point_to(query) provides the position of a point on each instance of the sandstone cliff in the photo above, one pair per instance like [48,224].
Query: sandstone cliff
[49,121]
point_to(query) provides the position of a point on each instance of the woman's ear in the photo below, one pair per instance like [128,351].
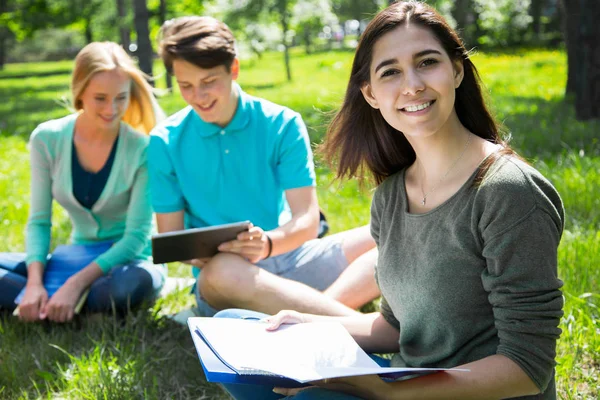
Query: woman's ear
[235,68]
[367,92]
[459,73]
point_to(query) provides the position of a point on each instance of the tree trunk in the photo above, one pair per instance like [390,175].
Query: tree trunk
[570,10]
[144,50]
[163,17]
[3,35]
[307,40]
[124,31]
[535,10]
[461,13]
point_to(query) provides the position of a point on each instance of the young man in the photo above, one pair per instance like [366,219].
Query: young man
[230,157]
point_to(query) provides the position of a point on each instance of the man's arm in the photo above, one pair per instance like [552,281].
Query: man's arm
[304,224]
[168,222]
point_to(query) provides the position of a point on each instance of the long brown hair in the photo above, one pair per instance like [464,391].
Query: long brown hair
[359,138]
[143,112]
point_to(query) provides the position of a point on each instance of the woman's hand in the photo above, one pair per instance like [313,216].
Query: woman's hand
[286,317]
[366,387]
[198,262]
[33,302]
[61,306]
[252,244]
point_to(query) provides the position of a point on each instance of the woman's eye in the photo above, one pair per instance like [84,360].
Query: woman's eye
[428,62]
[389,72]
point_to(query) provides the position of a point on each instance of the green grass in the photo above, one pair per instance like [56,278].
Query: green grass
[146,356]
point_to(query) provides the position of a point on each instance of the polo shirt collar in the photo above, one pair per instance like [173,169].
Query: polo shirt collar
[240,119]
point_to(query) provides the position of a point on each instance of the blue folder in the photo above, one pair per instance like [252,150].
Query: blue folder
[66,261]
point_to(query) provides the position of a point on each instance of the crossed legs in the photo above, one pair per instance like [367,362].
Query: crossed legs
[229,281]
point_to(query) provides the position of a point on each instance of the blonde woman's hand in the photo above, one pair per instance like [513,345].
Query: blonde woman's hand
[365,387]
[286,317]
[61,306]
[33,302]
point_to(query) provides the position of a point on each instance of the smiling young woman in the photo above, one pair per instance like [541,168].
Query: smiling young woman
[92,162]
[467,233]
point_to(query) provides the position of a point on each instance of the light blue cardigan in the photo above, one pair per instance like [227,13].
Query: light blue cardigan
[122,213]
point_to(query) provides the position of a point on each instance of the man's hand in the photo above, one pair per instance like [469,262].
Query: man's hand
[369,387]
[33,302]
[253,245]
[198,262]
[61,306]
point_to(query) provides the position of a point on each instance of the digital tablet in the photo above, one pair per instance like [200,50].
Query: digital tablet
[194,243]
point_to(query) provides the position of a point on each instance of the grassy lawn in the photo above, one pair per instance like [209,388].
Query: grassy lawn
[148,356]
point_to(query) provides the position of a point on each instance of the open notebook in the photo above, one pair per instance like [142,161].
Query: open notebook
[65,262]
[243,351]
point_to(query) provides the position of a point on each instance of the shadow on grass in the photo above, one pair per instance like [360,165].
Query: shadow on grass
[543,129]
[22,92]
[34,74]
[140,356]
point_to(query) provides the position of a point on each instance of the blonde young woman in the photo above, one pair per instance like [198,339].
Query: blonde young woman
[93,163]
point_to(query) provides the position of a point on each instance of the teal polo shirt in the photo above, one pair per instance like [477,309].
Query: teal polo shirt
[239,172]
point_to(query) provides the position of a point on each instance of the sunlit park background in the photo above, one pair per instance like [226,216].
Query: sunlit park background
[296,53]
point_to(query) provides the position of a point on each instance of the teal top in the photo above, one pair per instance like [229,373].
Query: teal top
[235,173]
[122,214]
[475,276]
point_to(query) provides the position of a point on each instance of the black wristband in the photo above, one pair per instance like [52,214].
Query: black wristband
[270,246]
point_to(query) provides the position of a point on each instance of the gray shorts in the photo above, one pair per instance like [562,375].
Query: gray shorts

* * *

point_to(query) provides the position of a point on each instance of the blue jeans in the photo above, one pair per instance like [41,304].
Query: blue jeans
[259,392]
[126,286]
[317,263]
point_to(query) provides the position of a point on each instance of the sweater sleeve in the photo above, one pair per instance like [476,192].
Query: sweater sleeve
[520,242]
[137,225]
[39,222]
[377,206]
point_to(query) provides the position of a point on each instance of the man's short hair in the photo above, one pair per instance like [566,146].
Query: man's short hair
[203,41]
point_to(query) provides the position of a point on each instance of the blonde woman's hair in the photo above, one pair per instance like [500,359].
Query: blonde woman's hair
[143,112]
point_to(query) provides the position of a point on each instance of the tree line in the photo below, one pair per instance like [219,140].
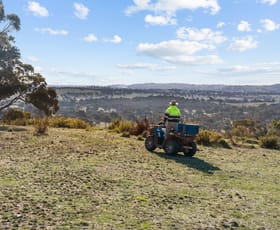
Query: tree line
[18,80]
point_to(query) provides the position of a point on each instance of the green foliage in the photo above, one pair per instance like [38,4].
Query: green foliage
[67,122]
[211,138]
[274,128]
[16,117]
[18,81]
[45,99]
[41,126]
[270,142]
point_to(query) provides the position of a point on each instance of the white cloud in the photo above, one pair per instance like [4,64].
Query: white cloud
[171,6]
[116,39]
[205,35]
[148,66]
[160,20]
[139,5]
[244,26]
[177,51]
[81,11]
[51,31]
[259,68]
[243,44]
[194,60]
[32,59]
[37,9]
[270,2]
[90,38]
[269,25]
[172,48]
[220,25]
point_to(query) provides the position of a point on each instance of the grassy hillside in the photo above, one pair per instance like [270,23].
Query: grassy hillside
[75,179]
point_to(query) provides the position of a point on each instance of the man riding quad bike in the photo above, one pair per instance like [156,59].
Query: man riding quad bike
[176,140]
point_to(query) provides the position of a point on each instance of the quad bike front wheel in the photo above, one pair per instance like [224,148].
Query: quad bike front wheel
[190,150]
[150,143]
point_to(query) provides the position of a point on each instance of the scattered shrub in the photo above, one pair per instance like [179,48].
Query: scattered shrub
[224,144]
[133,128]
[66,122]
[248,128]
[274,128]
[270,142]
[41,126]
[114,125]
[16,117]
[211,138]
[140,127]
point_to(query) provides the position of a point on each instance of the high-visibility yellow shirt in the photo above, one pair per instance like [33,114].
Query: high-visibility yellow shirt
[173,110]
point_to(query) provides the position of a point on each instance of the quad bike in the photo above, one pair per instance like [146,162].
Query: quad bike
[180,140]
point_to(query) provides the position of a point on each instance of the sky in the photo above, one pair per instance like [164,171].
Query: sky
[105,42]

## EXERCISE PROMPT
Give back exactly the lines above starting at the line where "instance like [252,150]." appears and ending at the line where "instance like [541,168]." appears, both included, with no other lines.

## SOLUTION TO THIS TASK
point_to(query) provides the position of a point on each instance of the blue folder in the photo above, one pair per instance like [252,150].
Query: blue folder
[66,261]
point_to(query) provides the position of a point on each instance of the crossed legs in the photo above, one pair per instance like [367,362].
Query: crossed legs
[229,281]
point_to(query) provides the position of a point on each instance of the blonde woman's hand in the photo above, one pair per instance like [513,345].
Query: blonde woman's hand
[365,387]
[286,317]
[61,306]
[33,302]
point_to(query) provides the position of a point on each instance of the smiling young woman in the photo above, one pair per instance like [541,168].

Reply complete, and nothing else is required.